▸ **Exercise data**:
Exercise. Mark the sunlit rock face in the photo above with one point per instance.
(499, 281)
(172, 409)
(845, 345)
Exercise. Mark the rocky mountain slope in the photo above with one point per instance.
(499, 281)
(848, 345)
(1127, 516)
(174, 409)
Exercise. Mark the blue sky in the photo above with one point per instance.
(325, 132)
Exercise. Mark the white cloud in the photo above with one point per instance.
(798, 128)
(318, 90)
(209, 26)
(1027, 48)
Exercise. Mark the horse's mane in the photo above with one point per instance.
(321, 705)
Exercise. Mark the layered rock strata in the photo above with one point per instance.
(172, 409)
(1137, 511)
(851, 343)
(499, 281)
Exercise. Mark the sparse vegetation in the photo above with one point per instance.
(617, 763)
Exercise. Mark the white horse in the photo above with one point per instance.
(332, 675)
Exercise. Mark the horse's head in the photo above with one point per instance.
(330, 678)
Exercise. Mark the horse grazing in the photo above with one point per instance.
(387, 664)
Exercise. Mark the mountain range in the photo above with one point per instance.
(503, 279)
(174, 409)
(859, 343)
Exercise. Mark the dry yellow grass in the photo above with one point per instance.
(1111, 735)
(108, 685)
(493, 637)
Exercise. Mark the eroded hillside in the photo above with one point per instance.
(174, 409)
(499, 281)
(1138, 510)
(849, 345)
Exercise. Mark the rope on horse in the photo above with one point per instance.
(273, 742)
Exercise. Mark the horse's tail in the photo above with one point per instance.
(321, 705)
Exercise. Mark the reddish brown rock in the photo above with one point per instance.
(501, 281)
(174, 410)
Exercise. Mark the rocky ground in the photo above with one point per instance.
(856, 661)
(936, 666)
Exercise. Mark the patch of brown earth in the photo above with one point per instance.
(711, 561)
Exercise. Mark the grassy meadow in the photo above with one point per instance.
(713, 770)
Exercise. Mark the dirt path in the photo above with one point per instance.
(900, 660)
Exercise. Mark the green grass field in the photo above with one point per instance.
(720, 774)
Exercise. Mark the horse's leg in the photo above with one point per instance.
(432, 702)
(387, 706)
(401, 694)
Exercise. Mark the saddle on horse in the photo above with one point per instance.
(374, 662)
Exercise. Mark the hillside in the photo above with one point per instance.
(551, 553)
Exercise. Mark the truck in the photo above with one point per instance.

▸ **Written request**: Rewrite the lines as a Markdown table with the columns "Row" and "Line", beginning at the line containing "Exercise. Mark the horse's leg" and continuing through the end of the entries. Include only those lines and leave out blank ones.

▸ **Right answer**:
| Row | Line |
|---|---|
| 1 | Exercise. Mark the horse's leg in the photo above with one point per instance. |
| 2 | (432, 702) |
| 3 | (387, 706) |
| 4 | (401, 694) |
| 5 | Exercise. Mark the saddle on horse in the photo above with one point per instance. |
| 6 | (374, 662) |
| 7 | Exercise. Mark the hillside in the photo above with one point per instance. |
| 8 | (551, 553) |
| 9 | Exercise. Mark the truck in the photo above with one point per instance. |